-- DOCUMENT SEGMENT --

When you are pregnant, the thing you hope for is a healthy child. You don’t care if it’s a boy or a girl, just that “the baby is healthy.” So, I do not begrudge Johnson for her feelings about a possible Down syndrome diagnosis. It’s not the baby you envisioned you would be having. You are afraid of medical complications for your child. I get it. Most of us get it, we have been there too. But, that’s where her story ends, a negative test for Down syndrome. They are wiping their brows, “Whew, that was a close call, prayers were answered.”
What they didn’t understand, and many of us don’t understand during a diagnosis discussion, is that Down syndrome is a genetic condition that can have virtually no medical complications or bring with it serious medical complications, and everything in-between. Furthermore, that same thing holds true to any human life. Some of us are destined to be medically healthy and some of us get tragically ill, and everything in-between. Sure, maybe it’s more likely to happen to a child with a genetic difference, but none of us should feel that the absence of a genetic condition makes us or our children impermeable to medical issues. And that’s kind of how this story came across.
Deeper than that, they have no idea the painful impact they have had on this community. Yes, we acknowledge that their feelings about a Down syndrome diagnosis are not unlike what many of us experienced when we found out with our own children: fear, disappointment, anger. But our stories continue after that news. And sharing a story like theirs, in such a powerful way via social media and the TV media, doesn’t do justice to the rest of us.
Our hearts hurt especially for those new mamas who recently received a “positive” Down syndrome diagnosis and saw this story on the news this morning. We know what a punch to the gut that must have been. But fear not, Mama. Welcome to The Lucky Few, you get to experience what most do not and we are thrilled you are here.

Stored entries
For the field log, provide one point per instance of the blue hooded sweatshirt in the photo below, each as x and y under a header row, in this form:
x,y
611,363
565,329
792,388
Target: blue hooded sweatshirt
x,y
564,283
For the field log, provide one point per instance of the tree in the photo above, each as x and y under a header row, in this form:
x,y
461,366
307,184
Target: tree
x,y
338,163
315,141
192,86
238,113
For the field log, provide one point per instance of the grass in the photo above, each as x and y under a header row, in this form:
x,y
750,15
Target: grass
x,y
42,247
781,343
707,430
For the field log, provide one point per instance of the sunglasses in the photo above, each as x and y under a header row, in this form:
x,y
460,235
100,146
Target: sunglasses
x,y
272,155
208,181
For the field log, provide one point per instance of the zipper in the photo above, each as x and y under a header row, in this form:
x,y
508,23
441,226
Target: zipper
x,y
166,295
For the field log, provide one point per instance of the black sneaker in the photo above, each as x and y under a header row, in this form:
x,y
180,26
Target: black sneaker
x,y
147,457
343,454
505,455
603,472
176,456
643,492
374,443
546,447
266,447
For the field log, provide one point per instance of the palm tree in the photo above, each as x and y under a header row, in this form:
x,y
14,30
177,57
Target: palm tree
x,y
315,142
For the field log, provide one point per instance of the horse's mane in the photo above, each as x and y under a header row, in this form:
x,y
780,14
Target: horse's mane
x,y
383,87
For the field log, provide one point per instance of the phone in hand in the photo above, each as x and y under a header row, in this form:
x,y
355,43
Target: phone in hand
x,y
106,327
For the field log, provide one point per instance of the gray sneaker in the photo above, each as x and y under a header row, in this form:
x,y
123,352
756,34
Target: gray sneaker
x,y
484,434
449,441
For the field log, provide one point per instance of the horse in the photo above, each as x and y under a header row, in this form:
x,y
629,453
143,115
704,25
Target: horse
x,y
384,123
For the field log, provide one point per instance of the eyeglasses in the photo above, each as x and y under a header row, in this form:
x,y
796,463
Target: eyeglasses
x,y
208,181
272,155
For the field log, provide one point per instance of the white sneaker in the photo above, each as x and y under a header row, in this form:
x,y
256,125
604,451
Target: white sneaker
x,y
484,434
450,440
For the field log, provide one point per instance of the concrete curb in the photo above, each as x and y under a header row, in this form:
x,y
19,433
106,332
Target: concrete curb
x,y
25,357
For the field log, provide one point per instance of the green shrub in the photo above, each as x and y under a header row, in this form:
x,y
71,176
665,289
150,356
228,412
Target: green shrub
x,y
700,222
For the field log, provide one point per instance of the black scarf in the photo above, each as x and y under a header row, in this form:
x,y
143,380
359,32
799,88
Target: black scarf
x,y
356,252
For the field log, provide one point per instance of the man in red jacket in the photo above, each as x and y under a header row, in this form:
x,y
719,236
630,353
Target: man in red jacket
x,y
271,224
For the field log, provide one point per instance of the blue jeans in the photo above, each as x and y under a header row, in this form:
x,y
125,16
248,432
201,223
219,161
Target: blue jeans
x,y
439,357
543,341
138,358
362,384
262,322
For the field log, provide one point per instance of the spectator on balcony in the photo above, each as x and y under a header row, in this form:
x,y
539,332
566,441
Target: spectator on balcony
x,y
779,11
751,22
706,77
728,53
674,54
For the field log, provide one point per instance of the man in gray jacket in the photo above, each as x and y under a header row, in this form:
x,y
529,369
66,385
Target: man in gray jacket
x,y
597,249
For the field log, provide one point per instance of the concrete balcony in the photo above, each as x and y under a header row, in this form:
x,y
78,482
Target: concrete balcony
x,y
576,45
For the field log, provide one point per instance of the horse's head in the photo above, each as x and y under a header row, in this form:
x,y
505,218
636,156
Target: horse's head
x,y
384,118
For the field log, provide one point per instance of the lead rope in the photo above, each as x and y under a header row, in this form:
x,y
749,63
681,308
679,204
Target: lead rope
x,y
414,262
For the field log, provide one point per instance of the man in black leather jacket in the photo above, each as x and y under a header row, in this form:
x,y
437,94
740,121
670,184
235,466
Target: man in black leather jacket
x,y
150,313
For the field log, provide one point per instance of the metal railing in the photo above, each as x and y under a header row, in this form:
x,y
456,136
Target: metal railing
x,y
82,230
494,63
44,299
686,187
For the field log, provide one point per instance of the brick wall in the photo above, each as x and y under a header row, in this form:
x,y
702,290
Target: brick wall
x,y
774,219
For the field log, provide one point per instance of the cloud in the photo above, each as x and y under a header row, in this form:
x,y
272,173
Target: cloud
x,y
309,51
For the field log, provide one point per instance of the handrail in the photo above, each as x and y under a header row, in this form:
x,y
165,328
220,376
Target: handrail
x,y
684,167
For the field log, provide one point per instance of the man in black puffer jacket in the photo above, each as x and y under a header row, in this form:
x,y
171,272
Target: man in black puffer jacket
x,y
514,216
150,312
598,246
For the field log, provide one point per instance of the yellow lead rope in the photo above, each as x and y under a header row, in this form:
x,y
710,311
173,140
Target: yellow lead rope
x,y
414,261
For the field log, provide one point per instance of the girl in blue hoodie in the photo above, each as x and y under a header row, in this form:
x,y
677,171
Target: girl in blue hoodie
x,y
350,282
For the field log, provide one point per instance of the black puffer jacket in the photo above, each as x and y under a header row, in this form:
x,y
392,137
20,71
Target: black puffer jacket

-- USING THE INFORMATION --
**1.** In the passage about Down syndrome, what was the result of Johnson's test for Down syndrome?
**2.** Revise the passage about Down syndrome, rewriting everything from "Deeper than that, they" down to "you are here." with "community" changed to "group".
These entries have no connection to the passage about Down syndrome.

-- ANSWER LIST --
**1.** It was negative.

**2.**
Deeper than that, they have no idea the painful impact they have had on this group. Yes, we acknowledge that their feelings about a Down syndrome diagnosis are not unlike what many of us experienced when we found out with our own children: fear, disappointment, anger. But our stories continue after that news. And sharing a story like theirs, in such a powerful way via social media and the TV media, doesn’t do justice to the rest of us.
Our hearts hurt especially for those new mamas who recently received a “positive” Down syndrome diagnosis and saw this story on the news this morning. We know what a punch to the gut that must have been. But fear not, Mama. Welcome to The Lucky Few, you get to experience what most do not and we are thrilled you are here.